Testo fornito.

+++

La maggior parte delle volte in cui mi capita di andare a
vedere un film tratto da un libro, rimango sempre un po’ delusa ed
immancabilmente mi viene da esclamare: “È molto più bello il libro!”. Riflettendoci
questa frase per qualsiasi lettore è un’ovvietà perché il libro trasmette più
emozioni, il piacere della storia è prolungato dalla lunghezza delle pagine e
poi perché si possono immaginare liberamente le fattezze dei personaggi, i
luoghi, le ambientazioni etc. etc. Tuttavia questa frase alcune volte implica
anche un pregiudizio da parte del lettore il quale per tutta la durata del film
non fa altro che ripeterla perdendo tutto il piacere che deriva dalla visione.
Questo tipo di atteggiamento (lo dico da lettrice accanita) mi infastidisce… io
non sono assolutamente un’esperta cinematografica ma mi è facile comprendere
come in quest’arte visuale non ci sia da tenere in considerazione solo la
storia che viene raccontata. Infatti come nei libri conta la scrittura, la
struttura narrativa, la tecnica dell’autore ed il suo pensiero, allo stesso
modo esistono altri fattori che rendono apprezzabile ed ammirevole un film come
l’interpretazione dei personaggi, le inquadrature, la scelta del set, la
sceneggiatura, le ambientazioni e chissà quanti altri elementi ancora che non
conosco o che non riesco a percepire da semplice spettatrice! Dunque ho deciso
di lanciare una nuova rubrica in cui mi propongo di riuscire a non essere
troppo critica nei confronti di un film tratto da un libro, cercando di trovare
degli aspetti positivi da entrambe le fazioni! L’osteria
del Caffellatte di tanto in tanto organizzerà serate cinefile e giacché si
tenta di unire queste due arti, verrà idealmente servito il tè Genmaicha una
miscela di tè verde e riso tostato che unisce il gusto classico del tè a quello
sfizioso dei pop corn. Non mi resta che cominciare l’impresa!

+++

Cosa serve. Secondo il testo fornito, quale tè verrà servito durante le serate cinefile e di che cosa è fatta la miscela?

+++

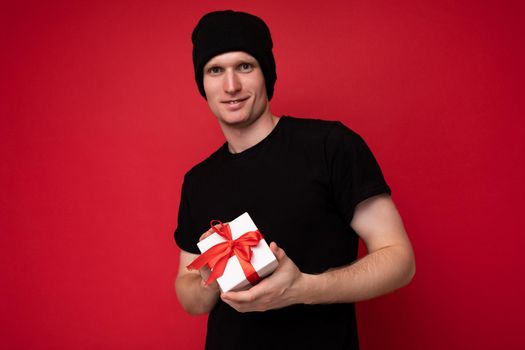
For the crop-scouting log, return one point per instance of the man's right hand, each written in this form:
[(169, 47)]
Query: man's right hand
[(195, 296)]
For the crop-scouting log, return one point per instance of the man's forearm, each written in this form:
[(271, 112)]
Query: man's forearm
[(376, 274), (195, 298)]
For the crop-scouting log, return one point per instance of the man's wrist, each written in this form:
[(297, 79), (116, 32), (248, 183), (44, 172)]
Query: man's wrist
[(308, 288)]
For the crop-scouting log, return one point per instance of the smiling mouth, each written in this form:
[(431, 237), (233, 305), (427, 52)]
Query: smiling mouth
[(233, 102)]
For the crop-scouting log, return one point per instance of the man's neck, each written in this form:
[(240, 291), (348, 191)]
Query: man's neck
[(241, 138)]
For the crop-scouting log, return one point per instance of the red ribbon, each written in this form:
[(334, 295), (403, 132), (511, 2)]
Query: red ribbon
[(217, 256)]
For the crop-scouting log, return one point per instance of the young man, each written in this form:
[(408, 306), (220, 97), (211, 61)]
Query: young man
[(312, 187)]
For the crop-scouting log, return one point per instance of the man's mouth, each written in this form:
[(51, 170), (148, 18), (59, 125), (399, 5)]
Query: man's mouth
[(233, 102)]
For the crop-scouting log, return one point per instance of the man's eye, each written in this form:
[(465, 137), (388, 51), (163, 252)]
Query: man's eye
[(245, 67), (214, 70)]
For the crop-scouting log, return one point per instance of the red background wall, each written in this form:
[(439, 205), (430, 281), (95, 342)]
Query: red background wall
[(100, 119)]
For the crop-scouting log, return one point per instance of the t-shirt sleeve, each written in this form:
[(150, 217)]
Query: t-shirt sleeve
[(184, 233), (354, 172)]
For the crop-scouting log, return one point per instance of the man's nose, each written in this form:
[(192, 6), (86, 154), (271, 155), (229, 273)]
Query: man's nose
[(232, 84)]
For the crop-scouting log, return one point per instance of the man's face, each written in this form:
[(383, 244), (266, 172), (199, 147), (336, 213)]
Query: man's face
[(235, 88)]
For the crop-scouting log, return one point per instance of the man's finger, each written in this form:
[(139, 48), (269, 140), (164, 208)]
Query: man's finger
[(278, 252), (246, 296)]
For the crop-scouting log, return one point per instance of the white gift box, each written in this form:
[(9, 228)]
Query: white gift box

+++

Soluzione del problema. Verrà servito il tè Genmaicha, una miscela di tè verde e riso tostato.